Eat a balanced diet. Eating a diet rich in lean proteins, whole grains, fruits, vegetables and healthy fats, such as olive oil and avocados, will help you maintain proper weight. Eating healthy foods helps provide your body with the nutrients it needs to function properly; it will also help keep you full and energized. Drink plenty of water. Avoid foods that consist of empty calories, such as those made with white sugar or flour, as well as fast foods and alcohol. It is important not to eat more calories than your body needs; you can determine an appropriate calorie intake by consulting a nutritionist or doctor. You can also estimate the number by using an online calorie calculator.
Exercise regularly. Participate in moderate aerobic activity most days of the week for about 30 minutes. Find an activity you enjoy, such as running or biking, which will help you stick with it. Incorporate strength training into your routine. Activities such as housework, walking the dog and taking the stairs instead of the elevator count toward overall calorie burn. Lifting weights will increase your muscle mass and boost boost your metabolism. Your body will require more energy to function, resulting in an increase in calorie burn all day and night, even if you are not working out.

Dataset content:
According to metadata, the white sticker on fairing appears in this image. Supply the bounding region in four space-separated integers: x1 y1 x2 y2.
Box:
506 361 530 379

Problems to work on:
**1.** Answer these questions from the passage on diet and exercise:
(a) Which two healthy fats does it give as examples?
(b) How often and for about how long does it advise moderate aerobic activity?
(c) What does it say lifting weights will increase?
**2.** Continue the passage on diet and exercise from its last sentence.

Answers for each item:
**1.**
(a) Olive oil and avocados.
(b) Most days of the week, for about 30 minutes.
(c) Muscle mass.

**2.**
Manage your emotions. Stress, boredom and emotional problems can lead to overeating or eating unhealthy foods, such as sweets and fast food. Find healthy ways to deal with your emotions, such as writing in a journal, yoga or talking to a friend. Avoid mindless eating while watching television. Spend time with friends and family members who are encouraging and supportive of your goals. If you miss a workout or splurge on a treat, forgive yourself and focus on getting back on track.
Be patient. Weight loss, if done properly, takes time. If you are consistent with your diet and exercise programs, weight loss will happen and you will be more likely to keep the weight off long term. Do not focus on the scale; the body is made up mostly of water, so daily fluctuations in weight are normal. Aim to lose about 1 to 2 lbs. a week. If you lose more than that, is a sign that you are losing water weight or muscle rather than fat.